*What you have to do*: Please output each entry in the material beneath exactly as shown.

*The data*:
——

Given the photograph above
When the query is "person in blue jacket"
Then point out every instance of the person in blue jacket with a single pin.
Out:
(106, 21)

——

*Answer to this task*:
Given the photograph above
When the query is "person in blue jacket"
Then point out every instance of the person in blue jacket with a single pin.
Out:
(106, 21)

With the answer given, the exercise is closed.